_SET PROBLEM A:_
Reproduce the portion of the Viper 5901 install thread between "## dod2ram (Jan" and "will be appreciated.", inclusive, without alteration.
_SET PROBLEM B:_
Answer these questions using the Viper 5901 install thread:
(i) What vehicle and engine is the installation for?
(ii) What wire is listed for the horn, and where is it located?
(iii) What part number relay does dome light supervision require?
_SET PROBLEM C:_
Continue the Viper 5901 install thread from the point where it stops.

_PAGE EXCERPT:_
>> start

# viper 5901 install



## dod2ram (Jan 30, 2010)

I just recently purchased a viper 5901. Need help with installation on a 2000 Ford F250 superduty V10 gas engine. It has factory keyless entry. No factory alarm system.

any help will be appreciated.


----------



## lcurle (Oct 5, 2008)

About as simple as you can get:

12 VOLT CONSTANT YELLOW (+) and LIGHT GREEN/PURPLE (+) IGNITION SWITCH HARNESS 
STARTER RED/LIGHT BLUE (+) IGNITION SWITCH HARNESS 
STARTER 2 N/A 
IGNITION 1 RED/BLACK (+) (use the Larger of the 2 wires) IGNITION SWITCH HARNESS 
IGNITION 2 BLACK/LIGHT GREEN (+) IGNITION SWITCH HARNESS 
IGNITION 3 N/A 
ACCESSORY/HEATER BLOWER 1 GRAY/YELLOW (+) (use the Larger of the 2 wires) IGNITION SWITCH HARNESS 
ACCESSORY/HEATER BLOWER 2 N/A 
KEYSENSE N/A 
PARKING LIGHTS ( - ) N/A 
PARKING LIGHTS ( + ) BROWN (+) @ HEADLIGHT SWITCH 
POWER LOCK PINK/YELLOW (TYPE C) See NOTE *1 See NOTE *1 
POWER UNLOCK PINK/LIGHT GREEN (TYPE C) See NOTE *1 See NOTE *1 
LOCK MOTOR WIRE PINK/BLACK (+) IN DRIVERS KICK PANEL, at DOOR HARNESS 
DOOR TRIGGER BLACK/BLUE (+) Located in a GREY Molex plug, to the RIGHT of the Steering column 
DOMELIGHT SUPERVISION USE DOOR TRIGGER, Requires Part #775 Relay 
TRUNK RELEASE N/A 
SLIDING POWER DOOR N/A 
HORN DARK BLUE (-) @ STEERING COLUMN HARNESS 
TACH WHITE/PINK, See NOTE *2 @ the INSTRUMENT CLUSTER or PCM 
BRAKE LIGHT GREEN (+) @ SWITCH ABOVE BRAKE PEDAL 
FACTORY ALARM DISARM N/A 
ANTI-THEFT N/A 

NOTE *1 Vehicles with FACTORY KEYLESS ENTRY are a TYPE "B" Door locking system, wire are located in a GREY Molex plug on the RIGHT side of the Steering column, vehicles without FACTORY KEYLESS are a TYPE "C" Door locking system, when doing TYPE C Locks, use the DRIVERS side SWITCH when TESTING. Wires are located in the DRIVERS DOOR HARNESS.

>> end

_SUPPLIED INFORMATION:_
>> start

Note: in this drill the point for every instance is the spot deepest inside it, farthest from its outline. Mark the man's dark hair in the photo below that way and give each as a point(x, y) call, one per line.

>> end

_EXERCISE RESULT A:_
## dod2ram (Jan 30, 2010)

I just recently purchased a viper 5901. Need help with installation on a 2000 Ford F250 superduty V10 gas engine. It has factory keyless entry. No factory alarm system.

any help will be appreciated.

_EXERCISE RESULT B:_
(i) A 2000 Ford F250 Super Duty with a V10 gas engine.
(ii) A dark blue (-) wire at the steering column harness.
(iii) Part #775.

_EXERCISE RESULT C:_
NOTE *2 On DIESELS the TACH wire is a WHITE/PINK located at the PCM (Powertrain Control Module) or at the Main Harness that runs on the inside of the firewall to the left of the brake pedal. For WAIT TO START LIGHT, do not use the wire in the vehicle, use the 5,10,15 or 20 Second PROGRAMMABLE Wait To Start Timmer on the Remote Starter.


----------



## dod2ram (Jan 30, 2010)

How do I wire in the 775 relay?


----------



## jaggerwild (May 21, 2007)

dod2ram said:


> How do I wire in the 775 relay?


what is a 775 relay? You mean a relay for what? I have a relay posting in the stickies on the front of the forum also here's a link for relays too.

http://www.the12volt.com/relays/relays.asp


----------



## lcurle (Oct 5, 2008)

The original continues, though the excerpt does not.